[Opening SELECTED EXCERPT section]
In this demonstration, we simulate Grover’s Search to find an element in an unstructured search space. We limit ourselves to use only the Pauli $X$, Hadamard and multi-controlled Pauli $Z$ gates.
Introduction #
Let $f(x)$ be a function which returns $0$ for every input $x$, except at value $x=\omega$, for which $f(\omega)=1$. We seek to find $\omega$ among the $N$ possible values of $x$, by querying $f(x)$. In a classical algorithm, we would have to try every value of $x$ in some arbitrary order until we discover $f(x) = 1$, hence the classical complexity is $O(N)$.
But assume we have access to an error-free quantum computer, and a unitary oracle $U_\omega$ which can flip the phase of our sought unknown state.
$$ \begin{cases} \; U_\omega |\omega \rangle = – |\omega \rangle & \\ \; U_\omega |x\rangle = \hphantom{-}|x\rangle & x \ne \omega \end{cases} $$ Armed with this utility, we can discover $\omega$ with a complexity of only $O(\sqrt{N})$ oracle queries, and $O(\log(N)\sqrt{N})$ quantum gates, using Grover’s algorithm.
Let $N = 2^{\text{numQubits}}$, implying any one of the possible computational basis states of our quantum computer could be the solution state $|\omega \rangle$. Grover’s algorithm proceeds as follows.
- Initialise the quantum register into a uniform superposition
$ |+\rangle = \frac{1}{\sqrt{N}} \sum\limits_x^{N} |x\rangle $ - Repeat the following steps $ \left\lceil \frac{\pi}{4} \sqrt{N} \right\rceil $ times:
- Apply the oracle $U_\omega$
- Apply the diffusion operator $2|+\rangle\langle+| \; – \; I$
- Measure the output state, to reveal $|\omega\rangle$
Implementation #
Let’s simulate it!
We first prepare the QuEST environment and our simulation parameters.
#include "QuEST.h"
int main() {
// prepare the hardware-agnostic QuEST environment
QuESTEnv env = createQuESTEnv()
// choose the system size
int numQubits = 15;
int numElems = (int) pow(2, numQubits);
// randomly choose the element for which to search
srand(time(NULL));
int omega = rand() % numElems;
// prepare our register
Qureg qureg = createQureg(numQubits, env);
// search for omega using Grover's algorithm
applyGrovers(qureg, omega);
// tidy up
destroyQureg(qureg, env);
destroyQuESTEnv(env);
return 0;
}Algorithm #
With that out of the way, Grover’s algorithm is very simple.
[Closing SELECTED EXCERPT section]
* WORK TASK A
Which lines of the entries below contain the word "clicks"? Collect every such line, treating case as significant.
[Opening SUPPLIED MATERIAL section]
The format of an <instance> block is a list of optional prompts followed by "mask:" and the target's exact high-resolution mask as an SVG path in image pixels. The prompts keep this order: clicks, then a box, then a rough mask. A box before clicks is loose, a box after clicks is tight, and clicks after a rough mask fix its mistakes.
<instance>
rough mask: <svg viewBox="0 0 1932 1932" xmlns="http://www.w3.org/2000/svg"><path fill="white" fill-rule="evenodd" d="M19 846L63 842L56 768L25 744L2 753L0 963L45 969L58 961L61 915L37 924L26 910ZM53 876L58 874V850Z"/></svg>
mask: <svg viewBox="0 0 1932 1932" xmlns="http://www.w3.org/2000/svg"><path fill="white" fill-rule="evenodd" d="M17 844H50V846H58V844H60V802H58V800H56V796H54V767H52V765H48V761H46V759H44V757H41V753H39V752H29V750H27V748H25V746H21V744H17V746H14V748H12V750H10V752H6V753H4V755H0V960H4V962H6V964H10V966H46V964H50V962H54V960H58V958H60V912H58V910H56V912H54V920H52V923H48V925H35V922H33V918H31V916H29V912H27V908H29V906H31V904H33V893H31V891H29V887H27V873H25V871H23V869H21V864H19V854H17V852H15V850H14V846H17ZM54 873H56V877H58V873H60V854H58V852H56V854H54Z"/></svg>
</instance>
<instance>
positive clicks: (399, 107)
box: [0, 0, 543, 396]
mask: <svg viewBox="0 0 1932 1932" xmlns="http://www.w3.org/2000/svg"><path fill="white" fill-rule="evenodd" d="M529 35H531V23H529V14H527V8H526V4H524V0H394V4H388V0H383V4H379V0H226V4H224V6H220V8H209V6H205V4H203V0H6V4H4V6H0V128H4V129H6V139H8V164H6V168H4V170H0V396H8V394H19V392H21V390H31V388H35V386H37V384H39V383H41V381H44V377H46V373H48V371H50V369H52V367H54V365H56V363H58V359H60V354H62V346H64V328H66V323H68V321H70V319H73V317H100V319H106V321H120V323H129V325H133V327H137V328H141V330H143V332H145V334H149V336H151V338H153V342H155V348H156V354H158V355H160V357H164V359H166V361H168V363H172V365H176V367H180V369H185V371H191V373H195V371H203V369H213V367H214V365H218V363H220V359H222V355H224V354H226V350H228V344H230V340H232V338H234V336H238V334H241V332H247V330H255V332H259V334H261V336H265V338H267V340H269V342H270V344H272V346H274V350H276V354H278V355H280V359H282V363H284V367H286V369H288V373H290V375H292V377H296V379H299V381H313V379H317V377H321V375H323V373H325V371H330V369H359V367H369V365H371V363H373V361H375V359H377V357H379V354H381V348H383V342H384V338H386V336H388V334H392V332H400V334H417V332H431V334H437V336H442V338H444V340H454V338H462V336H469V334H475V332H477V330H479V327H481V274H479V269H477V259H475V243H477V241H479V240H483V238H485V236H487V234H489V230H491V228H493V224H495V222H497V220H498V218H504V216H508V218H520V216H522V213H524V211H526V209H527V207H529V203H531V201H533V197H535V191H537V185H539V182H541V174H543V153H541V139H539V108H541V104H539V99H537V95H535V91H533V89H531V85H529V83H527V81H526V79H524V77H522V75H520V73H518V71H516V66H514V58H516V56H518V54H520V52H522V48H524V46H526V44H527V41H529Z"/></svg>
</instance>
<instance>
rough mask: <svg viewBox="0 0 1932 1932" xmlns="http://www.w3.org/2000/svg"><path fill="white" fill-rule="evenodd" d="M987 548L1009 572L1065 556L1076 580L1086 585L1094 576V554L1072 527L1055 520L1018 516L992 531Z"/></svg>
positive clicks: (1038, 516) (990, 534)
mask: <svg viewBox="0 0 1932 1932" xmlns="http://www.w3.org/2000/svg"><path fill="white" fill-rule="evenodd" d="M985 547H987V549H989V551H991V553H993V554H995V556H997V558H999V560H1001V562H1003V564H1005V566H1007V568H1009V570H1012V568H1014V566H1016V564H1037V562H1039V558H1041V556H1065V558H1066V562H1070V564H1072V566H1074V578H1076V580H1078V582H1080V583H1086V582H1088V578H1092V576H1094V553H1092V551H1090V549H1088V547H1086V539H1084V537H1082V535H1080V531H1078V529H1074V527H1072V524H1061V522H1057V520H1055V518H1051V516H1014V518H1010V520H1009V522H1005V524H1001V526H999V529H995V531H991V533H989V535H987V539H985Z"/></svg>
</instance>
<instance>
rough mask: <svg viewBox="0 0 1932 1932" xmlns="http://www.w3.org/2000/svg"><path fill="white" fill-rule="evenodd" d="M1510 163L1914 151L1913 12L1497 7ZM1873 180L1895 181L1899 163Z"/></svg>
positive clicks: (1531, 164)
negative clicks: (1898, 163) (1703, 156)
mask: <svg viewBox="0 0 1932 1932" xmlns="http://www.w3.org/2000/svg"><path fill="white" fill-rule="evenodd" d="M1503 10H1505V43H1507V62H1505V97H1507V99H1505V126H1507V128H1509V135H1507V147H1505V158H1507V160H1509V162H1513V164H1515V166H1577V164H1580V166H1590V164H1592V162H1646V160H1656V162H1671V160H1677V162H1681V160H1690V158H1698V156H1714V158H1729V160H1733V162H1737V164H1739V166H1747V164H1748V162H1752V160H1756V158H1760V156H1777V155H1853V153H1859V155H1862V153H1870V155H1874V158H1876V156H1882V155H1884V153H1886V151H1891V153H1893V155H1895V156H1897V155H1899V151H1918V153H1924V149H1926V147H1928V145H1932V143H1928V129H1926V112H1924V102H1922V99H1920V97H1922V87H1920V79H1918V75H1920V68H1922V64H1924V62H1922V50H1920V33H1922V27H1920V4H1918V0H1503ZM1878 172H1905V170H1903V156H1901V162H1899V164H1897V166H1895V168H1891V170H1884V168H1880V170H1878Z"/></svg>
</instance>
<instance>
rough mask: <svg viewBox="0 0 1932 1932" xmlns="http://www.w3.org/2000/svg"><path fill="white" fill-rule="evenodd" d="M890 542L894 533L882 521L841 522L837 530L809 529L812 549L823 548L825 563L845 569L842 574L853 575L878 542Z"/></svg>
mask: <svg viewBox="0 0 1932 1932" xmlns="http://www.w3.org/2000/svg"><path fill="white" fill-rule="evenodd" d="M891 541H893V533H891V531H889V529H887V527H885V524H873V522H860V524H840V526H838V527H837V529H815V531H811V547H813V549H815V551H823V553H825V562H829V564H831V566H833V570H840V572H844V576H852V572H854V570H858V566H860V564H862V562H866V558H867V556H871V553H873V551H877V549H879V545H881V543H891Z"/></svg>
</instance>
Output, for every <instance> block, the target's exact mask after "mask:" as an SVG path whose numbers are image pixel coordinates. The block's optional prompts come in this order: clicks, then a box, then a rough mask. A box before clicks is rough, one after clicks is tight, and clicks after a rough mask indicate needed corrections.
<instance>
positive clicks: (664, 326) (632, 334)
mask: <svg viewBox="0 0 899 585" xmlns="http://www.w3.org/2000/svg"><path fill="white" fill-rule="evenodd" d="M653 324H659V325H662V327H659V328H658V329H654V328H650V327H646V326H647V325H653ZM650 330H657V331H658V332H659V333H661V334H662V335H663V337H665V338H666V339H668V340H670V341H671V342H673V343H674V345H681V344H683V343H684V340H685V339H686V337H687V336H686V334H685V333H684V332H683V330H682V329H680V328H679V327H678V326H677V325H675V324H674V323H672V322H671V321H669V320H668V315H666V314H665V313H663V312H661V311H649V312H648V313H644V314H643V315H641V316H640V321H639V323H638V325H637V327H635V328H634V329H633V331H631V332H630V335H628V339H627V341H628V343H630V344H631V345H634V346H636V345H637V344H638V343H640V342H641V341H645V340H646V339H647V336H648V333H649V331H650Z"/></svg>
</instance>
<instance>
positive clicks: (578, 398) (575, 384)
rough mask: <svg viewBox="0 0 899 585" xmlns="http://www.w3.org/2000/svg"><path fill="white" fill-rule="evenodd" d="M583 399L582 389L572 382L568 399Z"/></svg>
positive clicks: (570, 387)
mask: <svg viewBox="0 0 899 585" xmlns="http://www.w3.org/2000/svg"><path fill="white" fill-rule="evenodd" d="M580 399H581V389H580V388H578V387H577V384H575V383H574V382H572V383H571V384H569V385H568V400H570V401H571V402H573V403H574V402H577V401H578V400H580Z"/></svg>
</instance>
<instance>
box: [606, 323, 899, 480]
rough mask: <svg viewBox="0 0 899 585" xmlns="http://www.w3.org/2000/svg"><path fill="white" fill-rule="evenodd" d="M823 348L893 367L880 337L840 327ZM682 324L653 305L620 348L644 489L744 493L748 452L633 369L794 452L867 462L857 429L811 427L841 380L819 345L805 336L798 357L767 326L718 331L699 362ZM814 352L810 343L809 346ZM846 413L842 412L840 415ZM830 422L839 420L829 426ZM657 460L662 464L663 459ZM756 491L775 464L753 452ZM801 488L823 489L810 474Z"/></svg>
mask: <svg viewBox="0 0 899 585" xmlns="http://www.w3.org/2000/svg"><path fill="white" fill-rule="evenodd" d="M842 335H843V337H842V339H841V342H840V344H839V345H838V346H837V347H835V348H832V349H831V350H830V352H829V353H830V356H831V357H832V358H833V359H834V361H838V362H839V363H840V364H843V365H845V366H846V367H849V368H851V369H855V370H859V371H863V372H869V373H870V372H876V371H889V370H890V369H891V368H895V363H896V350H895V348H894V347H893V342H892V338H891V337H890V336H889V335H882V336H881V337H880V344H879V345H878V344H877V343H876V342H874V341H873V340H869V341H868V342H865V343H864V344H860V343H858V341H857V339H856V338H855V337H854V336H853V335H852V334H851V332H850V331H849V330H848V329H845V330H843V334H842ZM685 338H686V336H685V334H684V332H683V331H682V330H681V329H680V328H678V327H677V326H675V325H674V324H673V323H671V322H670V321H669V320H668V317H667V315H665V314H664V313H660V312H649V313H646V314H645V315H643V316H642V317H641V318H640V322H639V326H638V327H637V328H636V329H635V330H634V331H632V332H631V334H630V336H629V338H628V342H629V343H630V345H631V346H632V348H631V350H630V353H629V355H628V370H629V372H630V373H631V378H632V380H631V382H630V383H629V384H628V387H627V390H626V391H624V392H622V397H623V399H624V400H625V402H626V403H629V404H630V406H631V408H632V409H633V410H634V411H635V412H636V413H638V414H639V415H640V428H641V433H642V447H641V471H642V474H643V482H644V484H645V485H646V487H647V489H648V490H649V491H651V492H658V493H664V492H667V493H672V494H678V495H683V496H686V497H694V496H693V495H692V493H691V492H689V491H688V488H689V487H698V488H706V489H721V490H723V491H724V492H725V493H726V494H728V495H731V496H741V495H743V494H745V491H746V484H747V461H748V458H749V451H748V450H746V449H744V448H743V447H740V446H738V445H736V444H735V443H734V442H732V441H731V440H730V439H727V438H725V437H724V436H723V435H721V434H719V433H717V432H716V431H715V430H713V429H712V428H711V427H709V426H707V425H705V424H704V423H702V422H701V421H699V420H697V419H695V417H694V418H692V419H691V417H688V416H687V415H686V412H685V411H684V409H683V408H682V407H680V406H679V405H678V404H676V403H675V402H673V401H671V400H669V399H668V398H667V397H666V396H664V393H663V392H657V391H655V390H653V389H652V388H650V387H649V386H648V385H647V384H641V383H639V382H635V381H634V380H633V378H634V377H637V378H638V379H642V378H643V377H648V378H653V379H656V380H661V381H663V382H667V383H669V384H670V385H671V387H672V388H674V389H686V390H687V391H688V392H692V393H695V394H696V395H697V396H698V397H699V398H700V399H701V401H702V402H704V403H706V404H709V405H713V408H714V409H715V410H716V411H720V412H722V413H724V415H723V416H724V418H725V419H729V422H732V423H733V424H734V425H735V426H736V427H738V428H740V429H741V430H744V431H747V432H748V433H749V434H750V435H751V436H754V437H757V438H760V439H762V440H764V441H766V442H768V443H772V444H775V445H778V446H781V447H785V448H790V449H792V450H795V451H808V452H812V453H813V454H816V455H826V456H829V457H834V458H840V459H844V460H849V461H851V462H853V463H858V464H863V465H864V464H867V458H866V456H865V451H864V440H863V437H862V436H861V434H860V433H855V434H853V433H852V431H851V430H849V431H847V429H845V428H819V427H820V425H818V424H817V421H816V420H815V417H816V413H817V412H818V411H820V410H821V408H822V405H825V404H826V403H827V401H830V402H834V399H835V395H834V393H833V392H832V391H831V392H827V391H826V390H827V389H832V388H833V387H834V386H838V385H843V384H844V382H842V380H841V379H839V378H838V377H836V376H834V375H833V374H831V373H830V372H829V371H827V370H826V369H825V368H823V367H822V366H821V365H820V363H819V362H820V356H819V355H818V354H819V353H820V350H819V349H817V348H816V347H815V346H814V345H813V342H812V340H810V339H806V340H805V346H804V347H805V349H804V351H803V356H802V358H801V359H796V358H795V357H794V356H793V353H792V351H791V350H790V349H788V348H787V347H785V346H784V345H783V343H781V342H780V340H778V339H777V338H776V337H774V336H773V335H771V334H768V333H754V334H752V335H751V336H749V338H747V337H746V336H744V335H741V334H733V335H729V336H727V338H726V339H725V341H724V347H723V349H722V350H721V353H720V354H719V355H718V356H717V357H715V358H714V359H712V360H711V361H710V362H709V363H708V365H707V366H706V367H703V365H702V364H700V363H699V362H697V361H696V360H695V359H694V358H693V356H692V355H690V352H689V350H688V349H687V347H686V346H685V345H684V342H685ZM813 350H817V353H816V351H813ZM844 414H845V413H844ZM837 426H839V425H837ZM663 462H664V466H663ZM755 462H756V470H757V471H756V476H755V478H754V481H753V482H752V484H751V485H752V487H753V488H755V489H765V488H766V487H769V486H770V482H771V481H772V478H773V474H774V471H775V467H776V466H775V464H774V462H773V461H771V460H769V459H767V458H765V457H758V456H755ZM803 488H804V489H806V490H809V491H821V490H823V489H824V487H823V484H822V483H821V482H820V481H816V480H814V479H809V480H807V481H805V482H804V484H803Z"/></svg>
[Closing SUPPLIED MATERIAL section]
* WORK TASK B
Does each statement agree with the Grover's search demonstration? Answer yes or no for each, quoting the deciding words.
(i) The demonstration uses only the Pauli X, Hadamard and multi-controlled Pauli Z gates.
(ii) The simulation sets the system size to 20 qubits.
(iii) The element being searched for is chosen at random.

* TASK OUTPUT A
The format of an <instance> block is a list of optional prompts followed by "mask:" and the target's exact high-resolution mask as an SVG path in image pixels. The prompts keep this order: clicks, then a box, then a rough mask. A box before clicks is loose, a box after clicks is tight, and clicks after a rough mask fix its mistakes.
positive clicks: (399, 107)
positive clicks: (1038, 516) (990, 534)
positive clicks: (1531, 164)
negative clicks: (1898, 163) (1703, 156)
Output, for every <instance> block, the target's exact mask after "mask:" as an SVG path whose numbers are image pixel coordinates. The block's optional prompts come in this order: clicks, then a box, then a rough mask. A box before clicks is rough, one after clicks is tight, and clicks after a rough mask indicate needed corrections.
positive clicks: (664, 326) (632, 334)
positive clicks: (578, 398) (575, 384)
positive clicks: (570, 387)

* TASK OUTPUT B
(i) Yes: "We limit ourselves to use only the Pauli $X$, Hadamard and multi-controlled Pauli $Z$ gates."
(ii) No: "int numQubits = 15;"
(iii) Yes: "randomly choose the element for which to search"